Start Extracted text
On July 5, 2018, the Mountain East Conference announced that Frostburg State University has accepted an offer of membership beginning with the 2019–20 academic year. Full membership will be contingent upon Frostburg State achieving active membership status in NCAA Division II. Beginning in 2020, Frostburg joined the East Coast Conference as an associate member in men's lacrosse, also contingent on being accepted into Division II by the NCAA.

Prior to 2019, Frostburg State University competed at the NCAA Division III level and was a member of the Capital Athletic Conference, as well as participating as an associate member of the New Jersey Athletic Conference for football. However, prior to 2010, FSU was competing as a member of the Allegheny Mountain Collegiate Conference. FSU's football team was a member of the ACFC, but has moved to Empire 8 in 2011. FSU teams have participated in and won many championships, Baseball having the most championship victories. Various club and intramural sports are available on campus.
End Extracted text
▶ [Given request A] In the passage on Frostburg State athletics, which conference did the FSU football team move to in 2011?
▶ [Given request B] Render this sentence from the passage on Frostburg State athletics in Spanish: "Various club and intramural sports are available on campus."
▶ [Given request C] Continue the passage on Frostburg State athletics, picking up right after its last sentence.
Start Data records
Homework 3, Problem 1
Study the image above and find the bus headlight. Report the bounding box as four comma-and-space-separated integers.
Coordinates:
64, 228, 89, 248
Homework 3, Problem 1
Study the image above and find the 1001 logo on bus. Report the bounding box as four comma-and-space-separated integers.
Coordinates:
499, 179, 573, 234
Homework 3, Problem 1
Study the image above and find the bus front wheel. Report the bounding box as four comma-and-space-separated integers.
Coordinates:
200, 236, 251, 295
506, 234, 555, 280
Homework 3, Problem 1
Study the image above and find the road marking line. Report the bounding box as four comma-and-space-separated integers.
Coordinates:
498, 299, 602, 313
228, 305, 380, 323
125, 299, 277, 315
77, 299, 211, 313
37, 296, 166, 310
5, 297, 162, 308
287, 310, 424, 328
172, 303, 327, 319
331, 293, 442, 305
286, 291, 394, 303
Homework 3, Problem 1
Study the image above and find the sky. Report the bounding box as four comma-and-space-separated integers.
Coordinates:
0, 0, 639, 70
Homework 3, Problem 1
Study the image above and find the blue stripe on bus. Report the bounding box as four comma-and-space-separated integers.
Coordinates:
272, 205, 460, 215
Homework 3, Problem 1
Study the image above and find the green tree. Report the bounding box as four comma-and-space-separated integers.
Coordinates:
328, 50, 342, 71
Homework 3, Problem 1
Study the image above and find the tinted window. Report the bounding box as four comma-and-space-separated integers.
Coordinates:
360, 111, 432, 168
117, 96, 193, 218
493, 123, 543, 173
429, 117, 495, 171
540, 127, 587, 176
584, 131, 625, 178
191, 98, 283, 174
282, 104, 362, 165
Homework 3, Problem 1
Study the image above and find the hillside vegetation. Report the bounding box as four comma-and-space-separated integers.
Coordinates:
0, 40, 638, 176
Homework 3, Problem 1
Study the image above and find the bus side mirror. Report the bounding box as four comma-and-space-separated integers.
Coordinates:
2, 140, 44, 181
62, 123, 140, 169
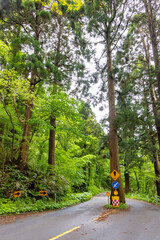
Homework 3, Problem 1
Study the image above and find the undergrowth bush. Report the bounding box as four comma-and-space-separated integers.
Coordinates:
0, 192, 92, 214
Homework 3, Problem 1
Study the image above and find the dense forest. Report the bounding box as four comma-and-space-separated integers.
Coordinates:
0, 0, 160, 212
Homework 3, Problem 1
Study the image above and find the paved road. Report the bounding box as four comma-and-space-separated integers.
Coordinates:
0, 193, 160, 240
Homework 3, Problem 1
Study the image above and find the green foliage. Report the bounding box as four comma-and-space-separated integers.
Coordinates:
0, 192, 92, 214
126, 193, 160, 205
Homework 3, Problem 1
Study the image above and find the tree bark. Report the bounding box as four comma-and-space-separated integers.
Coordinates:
143, 0, 160, 99
154, 154, 160, 196
18, 83, 34, 172
141, 28, 160, 196
48, 117, 56, 166
107, 38, 125, 203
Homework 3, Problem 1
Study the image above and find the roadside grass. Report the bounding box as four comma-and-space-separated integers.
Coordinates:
105, 203, 129, 209
0, 192, 92, 215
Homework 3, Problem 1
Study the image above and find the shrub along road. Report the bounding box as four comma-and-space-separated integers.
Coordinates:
0, 193, 160, 240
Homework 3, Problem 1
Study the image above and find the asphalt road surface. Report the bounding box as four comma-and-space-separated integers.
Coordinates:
0, 193, 160, 240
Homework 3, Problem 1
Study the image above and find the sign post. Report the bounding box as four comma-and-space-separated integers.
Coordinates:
39, 191, 48, 201
106, 192, 110, 204
14, 191, 21, 207
110, 170, 120, 207
112, 196, 119, 207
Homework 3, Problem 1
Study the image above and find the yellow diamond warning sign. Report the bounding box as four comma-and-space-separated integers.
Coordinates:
110, 170, 120, 181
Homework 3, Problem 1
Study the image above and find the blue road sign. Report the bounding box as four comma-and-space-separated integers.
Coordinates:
112, 181, 119, 189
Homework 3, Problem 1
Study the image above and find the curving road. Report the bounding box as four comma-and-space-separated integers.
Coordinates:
0, 193, 160, 240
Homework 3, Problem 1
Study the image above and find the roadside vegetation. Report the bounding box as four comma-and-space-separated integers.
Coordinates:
0, 0, 160, 214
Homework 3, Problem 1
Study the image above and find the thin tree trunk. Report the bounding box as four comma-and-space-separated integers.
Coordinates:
140, 29, 160, 196
107, 39, 125, 203
18, 95, 33, 171
18, 80, 35, 172
154, 154, 160, 196
48, 117, 56, 166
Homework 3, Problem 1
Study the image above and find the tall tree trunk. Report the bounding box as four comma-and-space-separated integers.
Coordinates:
107, 39, 125, 203
154, 154, 160, 196
143, 0, 160, 99
18, 82, 35, 172
48, 117, 56, 166
140, 29, 160, 196
124, 160, 130, 193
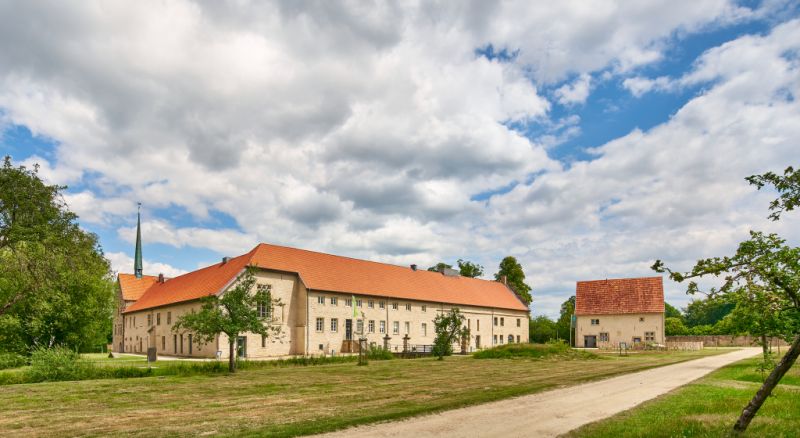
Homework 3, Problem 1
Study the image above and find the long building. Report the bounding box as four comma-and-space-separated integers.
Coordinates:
113, 243, 529, 358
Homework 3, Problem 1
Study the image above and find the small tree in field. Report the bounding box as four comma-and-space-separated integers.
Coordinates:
172, 266, 281, 373
653, 167, 800, 433
433, 309, 469, 360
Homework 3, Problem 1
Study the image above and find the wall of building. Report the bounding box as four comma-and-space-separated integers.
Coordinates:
308, 291, 528, 354
575, 313, 666, 348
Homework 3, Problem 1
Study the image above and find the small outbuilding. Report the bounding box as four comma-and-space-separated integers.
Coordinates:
575, 277, 665, 348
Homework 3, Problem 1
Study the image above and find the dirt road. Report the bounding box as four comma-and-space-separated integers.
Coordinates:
320, 348, 761, 438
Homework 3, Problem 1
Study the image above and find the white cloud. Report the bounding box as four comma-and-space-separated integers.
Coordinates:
0, 0, 798, 320
554, 73, 592, 105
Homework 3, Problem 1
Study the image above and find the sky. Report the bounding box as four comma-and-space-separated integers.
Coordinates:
0, 0, 800, 317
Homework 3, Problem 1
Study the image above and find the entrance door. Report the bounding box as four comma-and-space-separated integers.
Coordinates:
236, 336, 247, 357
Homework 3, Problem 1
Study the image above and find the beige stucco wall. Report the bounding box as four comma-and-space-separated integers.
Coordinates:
308, 291, 528, 354
115, 270, 528, 358
575, 313, 665, 348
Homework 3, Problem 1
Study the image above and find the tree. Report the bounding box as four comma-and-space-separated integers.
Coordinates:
456, 259, 483, 278
428, 262, 453, 272
494, 256, 533, 306
556, 295, 575, 341
528, 316, 557, 344
0, 157, 114, 353
433, 308, 469, 360
664, 302, 683, 319
172, 266, 281, 373
664, 316, 689, 336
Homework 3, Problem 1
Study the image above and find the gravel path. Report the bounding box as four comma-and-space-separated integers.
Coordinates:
320, 348, 761, 438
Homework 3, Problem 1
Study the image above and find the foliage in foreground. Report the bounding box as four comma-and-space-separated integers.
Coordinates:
568, 358, 800, 438
472, 341, 598, 359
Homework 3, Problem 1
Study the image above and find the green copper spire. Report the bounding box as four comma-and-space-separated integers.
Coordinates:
133, 202, 142, 278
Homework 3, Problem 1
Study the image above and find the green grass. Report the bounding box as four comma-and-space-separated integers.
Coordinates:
569, 358, 800, 437
472, 343, 598, 360
0, 350, 724, 437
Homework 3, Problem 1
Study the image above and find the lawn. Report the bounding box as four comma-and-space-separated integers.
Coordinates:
0, 350, 724, 437
569, 358, 800, 437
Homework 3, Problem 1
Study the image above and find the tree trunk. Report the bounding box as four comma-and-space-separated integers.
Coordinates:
733, 335, 800, 433
228, 336, 236, 373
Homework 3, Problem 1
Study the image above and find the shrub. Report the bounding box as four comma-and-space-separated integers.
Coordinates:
0, 353, 28, 370
367, 347, 394, 360
26, 346, 93, 382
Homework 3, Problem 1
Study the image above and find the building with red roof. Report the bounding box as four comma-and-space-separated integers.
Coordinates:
575, 277, 665, 348
114, 243, 529, 357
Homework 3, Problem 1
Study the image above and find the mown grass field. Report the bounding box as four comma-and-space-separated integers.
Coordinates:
569, 358, 800, 438
0, 350, 725, 437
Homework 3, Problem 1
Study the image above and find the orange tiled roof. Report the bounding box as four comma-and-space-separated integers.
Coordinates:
575, 277, 664, 315
117, 274, 158, 301
126, 243, 528, 312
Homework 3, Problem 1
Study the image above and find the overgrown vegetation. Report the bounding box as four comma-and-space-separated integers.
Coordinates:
568, 358, 800, 438
0, 350, 715, 437
472, 341, 599, 360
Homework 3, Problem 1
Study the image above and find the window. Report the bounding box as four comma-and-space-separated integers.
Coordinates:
256, 284, 272, 319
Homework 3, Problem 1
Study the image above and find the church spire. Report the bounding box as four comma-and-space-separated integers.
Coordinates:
133, 202, 142, 278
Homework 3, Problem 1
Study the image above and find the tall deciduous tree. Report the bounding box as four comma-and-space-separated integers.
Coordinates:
0, 157, 114, 352
653, 167, 800, 433
494, 256, 533, 305
456, 259, 483, 278
172, 266, 281, 373
433, 308, 469, 360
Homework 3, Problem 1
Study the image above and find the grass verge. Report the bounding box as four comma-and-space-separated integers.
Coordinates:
568, 358, 800, 438
0, 350, 724, 437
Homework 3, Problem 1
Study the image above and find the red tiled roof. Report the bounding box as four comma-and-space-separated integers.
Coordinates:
117, 274, 158, 301
575, 277, 664, 315
126, 243, 528, 312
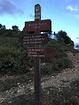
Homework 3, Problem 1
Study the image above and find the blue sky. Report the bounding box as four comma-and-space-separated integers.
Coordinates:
0, 0, 79, 42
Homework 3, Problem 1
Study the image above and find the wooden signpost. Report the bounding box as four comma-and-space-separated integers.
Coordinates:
23, 4, 53, 105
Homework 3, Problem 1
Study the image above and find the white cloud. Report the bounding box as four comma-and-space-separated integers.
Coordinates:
75, 14, 79, 19
66, 5, 79, 12
0, 0, 23, 14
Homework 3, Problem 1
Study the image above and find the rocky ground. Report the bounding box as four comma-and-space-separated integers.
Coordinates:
0, 52, 79, 105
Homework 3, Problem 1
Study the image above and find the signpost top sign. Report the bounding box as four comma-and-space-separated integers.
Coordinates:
35, 4, 41, 20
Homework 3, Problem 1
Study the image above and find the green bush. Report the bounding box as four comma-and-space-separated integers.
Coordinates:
41, 57, 72, 75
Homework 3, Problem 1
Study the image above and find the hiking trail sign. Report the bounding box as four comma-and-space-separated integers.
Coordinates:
23, 4, 55, 105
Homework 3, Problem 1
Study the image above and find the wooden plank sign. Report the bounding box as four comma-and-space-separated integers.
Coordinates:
24, 19, 51, 33
23, 34, 48, 45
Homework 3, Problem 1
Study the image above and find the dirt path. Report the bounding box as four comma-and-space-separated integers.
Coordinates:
End Data records
▶ [Exercise output A] Empire 8

▶ [Exercise output B] En el campus hay disponibles varios deportes de club e intramuros.

▶ [Exercise output C]
Student life

News
The Bottom Line is the official news outlet of Frostburg State University. Founded in 1948, the newspaper delivers current news, sports, and entertainment, it is primarily run by its students. The weekly circulation had print peaks of up to 2,500 copies. As of 2013, The Bottom Line relies on web based multimedia as its primary platform. The journalistic intent of the organization is to report news and information that relates to the campus community.

Student government
All students are represented by the three branches of the Student Government Association: the Executive Branch, the Legislative Branch, and the Judicial Branch. The SGA develops and administers student self-government policies, provides services to students, communicates with faculty and administration, and decides how the student activity fees are spent.

Frostburg TV/News
FSU-TV3 is Frostburg State University's 24-hour educational access channel. It is programmed and operated by students in the Department of Mass Communication, located in the Center for Communication and Information Technology. The Frostburg studio is programmed and operated by both students and faculty each semester. FSU-TV3 presents programming including documentaries, concerts, guest speakers, sports, and city council meetings.

Radio

WFWM radio is a public service of Frostburg State University in Frostburg, Maryland. It broadcasts informational, educational, and cultural programming 24 hours a day to the westernmost counties of Maryland and adjacent areas in Pennsylvania and West Virginia.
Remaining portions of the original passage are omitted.